Soul, Self and Secular Ethics

March 19, 2010 at 3:35 pm Leave a comment

First principles, from a philosophical, a priori point of view

Data held in ‘organic’ living beings is destroyed as the cells are – making it impossible to transfer data.

In computerised forms – data can be transferred, carried around, edited and uploaded into any number of machines, computers, memory sticks, data storage.

Organic life forms take a long time to grow, mature and learn. Data is hardwired in as we go.

Can a machine undergo the same process by programming, or will it take as long to learn as we do?

Can a machine have a sense of self? If it does, is that a will to stay alive? What is ‘alive’ anyway? Is everything a ‘life’ does, for a purpose? i.e survival, growth, procreation…

What are the moral issues (secular ethics) involved in the creation of a sentient being? Is it analogous to bringing a child into the world? Does it have the same rights/responsibilities as we do? What therefore is the difference between us and other animals/life forms (and the new sentients)?

I am totally in agreement that we as humans are just another life form. We aren’t special. We evolved, and we evolved as one of the most advanced in terms of intelligence and thought capacity. This is due to many (physical) factors – enlarged frontal lobes, giving temporal sense, capacity to adapt, tool use, etc.

Looking at ‘life’ in general, in all it’s forms – the generic ‘life force’ appears to be, to the observer, to procreate, and ensure that your genes carry on through time and space. This is linked in with evolution, which is a process which over many generations of gene mutations means that the best adapted life forms survive. It is entirely random and unplanned, but that seems to be the outcome, and of course it is an ongoing process. Some life forms (sharks, for instance) are said to be at their evolutionary dead end, as they are as perfectly adapted to their environment as they can possibly be. To this end, they have not shown any significant evolution for millions of years.
Why? A question which may be impossible to answer, and perhaps one of those which tends to push thinking beings towards the ‘easy option’. God.
So is that our essence, the core of our very function? To keep our genes travelling on, assuming they are the best ones, and staying alive at all costs until this can be done? On a personal level, I’d have to say no, but as a species we have done everything we possibly can to become the dominant life form on the planet, to control all we can, and to procreate to rediculous and potentially unsustainable levels. As a species we want to survive. At any cost.

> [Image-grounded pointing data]
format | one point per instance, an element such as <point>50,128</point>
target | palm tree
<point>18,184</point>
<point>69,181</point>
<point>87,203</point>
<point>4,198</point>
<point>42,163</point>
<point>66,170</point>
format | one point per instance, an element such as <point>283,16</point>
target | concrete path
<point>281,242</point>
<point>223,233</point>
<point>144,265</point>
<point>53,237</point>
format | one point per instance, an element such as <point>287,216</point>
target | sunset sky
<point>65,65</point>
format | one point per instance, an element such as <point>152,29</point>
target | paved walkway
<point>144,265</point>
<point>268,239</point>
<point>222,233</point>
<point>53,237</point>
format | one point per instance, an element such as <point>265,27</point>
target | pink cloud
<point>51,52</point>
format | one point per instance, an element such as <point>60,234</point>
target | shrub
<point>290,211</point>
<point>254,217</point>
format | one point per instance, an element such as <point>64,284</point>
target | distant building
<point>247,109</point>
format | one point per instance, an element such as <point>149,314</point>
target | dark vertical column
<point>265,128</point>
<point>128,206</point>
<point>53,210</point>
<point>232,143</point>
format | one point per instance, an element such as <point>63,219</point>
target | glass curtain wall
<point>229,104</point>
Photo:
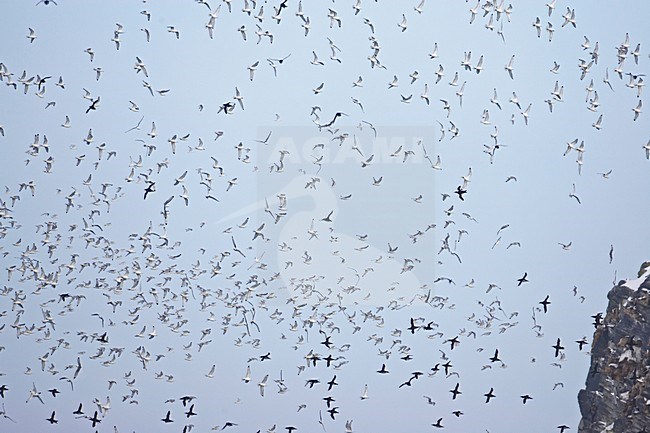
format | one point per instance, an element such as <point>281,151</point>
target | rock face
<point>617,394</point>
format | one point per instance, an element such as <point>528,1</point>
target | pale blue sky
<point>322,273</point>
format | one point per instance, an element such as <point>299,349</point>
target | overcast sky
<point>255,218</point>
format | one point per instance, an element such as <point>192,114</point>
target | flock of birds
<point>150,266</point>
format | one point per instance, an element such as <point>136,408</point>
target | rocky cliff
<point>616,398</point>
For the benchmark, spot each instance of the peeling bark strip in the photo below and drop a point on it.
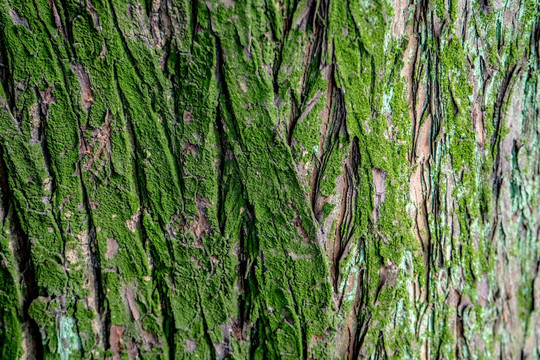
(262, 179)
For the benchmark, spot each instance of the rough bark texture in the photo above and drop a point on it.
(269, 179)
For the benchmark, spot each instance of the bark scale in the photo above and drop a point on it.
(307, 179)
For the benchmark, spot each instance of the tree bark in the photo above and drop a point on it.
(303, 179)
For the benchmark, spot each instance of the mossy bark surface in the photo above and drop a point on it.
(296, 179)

---

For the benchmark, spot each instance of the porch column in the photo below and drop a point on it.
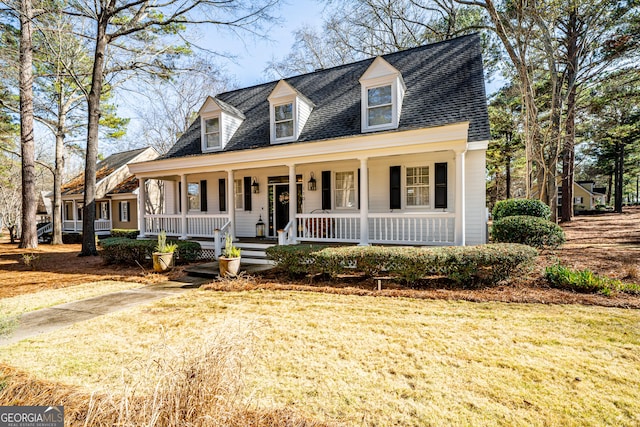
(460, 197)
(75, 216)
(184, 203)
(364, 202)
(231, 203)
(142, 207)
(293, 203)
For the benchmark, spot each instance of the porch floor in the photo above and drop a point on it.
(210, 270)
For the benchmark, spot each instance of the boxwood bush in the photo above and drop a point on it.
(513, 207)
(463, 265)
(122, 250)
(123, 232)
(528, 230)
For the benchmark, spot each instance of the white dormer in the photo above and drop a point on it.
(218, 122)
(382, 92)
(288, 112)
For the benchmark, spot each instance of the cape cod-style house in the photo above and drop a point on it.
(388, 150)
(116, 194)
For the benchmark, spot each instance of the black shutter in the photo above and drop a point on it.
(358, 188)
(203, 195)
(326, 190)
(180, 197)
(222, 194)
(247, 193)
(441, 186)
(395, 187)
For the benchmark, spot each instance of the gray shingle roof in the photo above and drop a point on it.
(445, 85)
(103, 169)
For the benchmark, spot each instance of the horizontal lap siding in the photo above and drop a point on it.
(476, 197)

> [Assigned task A]
Which life forms does the blog post give as an example of being at their evolutionary dead end?
> [Assigned task B]
Reproduce the stretch of the blog post from "Can a machine undergo" through "tool use, etc.".

> [Answer area A]
Sharks.

> [Answer area B]
Can a machine undergo the same process by programming, or will it take as long to learn as we do?

Can a machine have a sense of self? If it does, is that a will to stay alive? What is ‘alive’ anyway? Is everything a ‘life’ does, for a purpose? i.e survival, growth, procreation…

What are the moral issues (secular ethics) involved in the creation of a sentient being? Is it analogous to bringing a child into the world? Does it have the same rights/responsibilities as we do? What therefore is the difference between us and other animals/life forms (and the new sentients)?

I am totally in agreement that we as humans are just another life form. We aren’t special. We evolved, and we evolved as one of the most advanced in terms of intelligence and thought capacity. This is due to many (physical) factors – enlarged frontal lobes, giving temporal sense, capacity to adapt, tool use, etc.